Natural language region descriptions
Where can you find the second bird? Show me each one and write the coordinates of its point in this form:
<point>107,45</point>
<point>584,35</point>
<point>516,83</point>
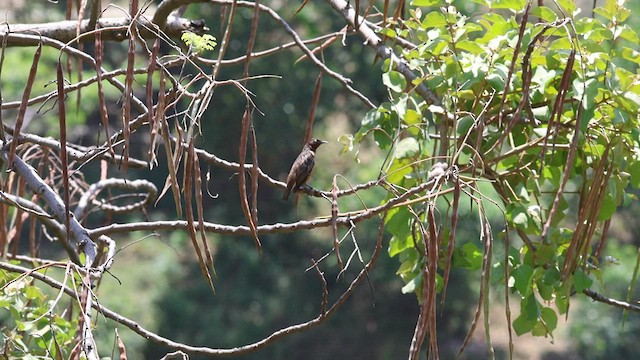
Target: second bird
<point>302,167</point>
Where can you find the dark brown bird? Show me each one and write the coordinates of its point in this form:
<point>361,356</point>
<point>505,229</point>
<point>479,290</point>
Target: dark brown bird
<point>302,167</point>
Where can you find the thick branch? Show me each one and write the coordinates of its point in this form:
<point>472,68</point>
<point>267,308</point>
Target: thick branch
<point>78,233</point>
<point>342,220</point>
<point>113,29</point>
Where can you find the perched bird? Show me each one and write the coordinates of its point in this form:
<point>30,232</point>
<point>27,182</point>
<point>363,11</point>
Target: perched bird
<point>302,167</point>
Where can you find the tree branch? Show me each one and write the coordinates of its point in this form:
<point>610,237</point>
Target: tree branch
<point>384,51</point>
<point>112,29</point>
<point>78,233</point>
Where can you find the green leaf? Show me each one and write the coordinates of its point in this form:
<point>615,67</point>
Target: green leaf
<point>394,81</point>
<point>406,148</point>
<point>516,5</point>
<point>398,223</point>
<point>550,319</point>
<point>426,2</point>
<point>412,285</point>
<point>522,276</point>
<point>522,325</point>
<point>607,208</point>
<point>472,255</point>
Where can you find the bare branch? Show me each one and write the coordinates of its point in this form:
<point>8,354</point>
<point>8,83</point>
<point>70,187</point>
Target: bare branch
<point>112,29</point>
<point>78,233</point>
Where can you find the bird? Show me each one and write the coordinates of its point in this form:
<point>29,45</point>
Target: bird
<point>302,167</point>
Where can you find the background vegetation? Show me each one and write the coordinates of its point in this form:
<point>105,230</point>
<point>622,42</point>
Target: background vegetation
<point>533,107</point>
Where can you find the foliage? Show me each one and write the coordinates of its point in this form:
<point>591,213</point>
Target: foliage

**WHAT THE EXERCISE ASKS**
Please set the records down again exactly as written. The pictures should not be included.

**SOLUTION TO THIS EXERCISE**
Where can you find the second bird? Show me each one and write the coordinates of its point in this form:
<point>107,45</point>
<point>584,35</point>
<point>516,83</point>
Target: second bird
<point>302,167</point>
Where can you find the dark brown bird? Show me each one and write the coordinates of its point in this form:
<point>361,356</point>
<point>505,229</point>
<point>479,290</point>
Target: dark brown bird
<point>302,167</point>
Where can you find the thick branch? Show me each one and write the coordinates of its point in this form:
<point>472,68</point>
<point>267,308</point>
Target: thick branch
<point>78,233</point>
<point>342,220</point>
<point>113,29</point>
Where can you find the perched bird? Show me each one and write the coordinates of its point in this form:
<point>30,232</point>
<point>27,182</point>
<point>363,11</point>
Target: perched bird
<point>302,167</point>
Where can you find the tree branch? Show me each one and write the coordinates of its point in this form:
<point>610,237</point>
Target: tree branch
<point>384,51</point>
<point>112,29</point>
<point>78,233</point>
Where can you find the green leaf? Show me each one and write the coordinates of its point in this form:
<point>615,67</point>
Target: green leaf
<point>394,81</point>
<point>406,148</point>
<point>516,5</point>
<point>398,223</point>
<point>550,319</point>
<point>426,2</point>
<point>412,285</point>
<point>522,276</point>
<point>522,325</point>
<point>607,208</point>
<point>472,255</point>
Where can you find the bare branch? Show me each one and write the coordinates of its point in this form:
<point>8,354</point>
<point>8,83</point>
<point>70,187</point>
Target: bare branch
<point>112,29</point>
<point>78,233</point>
Where can you find the bird? Show me each one and write the coordinates of its point in this form:
<point>29,45</point>
Target: bird
<point>302,167</point>
Where can you find the background vegetation? Show me each one and write the coordinates of its point in this form:
<point>105,230</point>
<point>622,42</point>
Target: background vegetation
<point>533,107</point>
Where can you find the foliage? Show me each one and write the coordinates of its point in this form:
<point>591,213</point>
Target: foliage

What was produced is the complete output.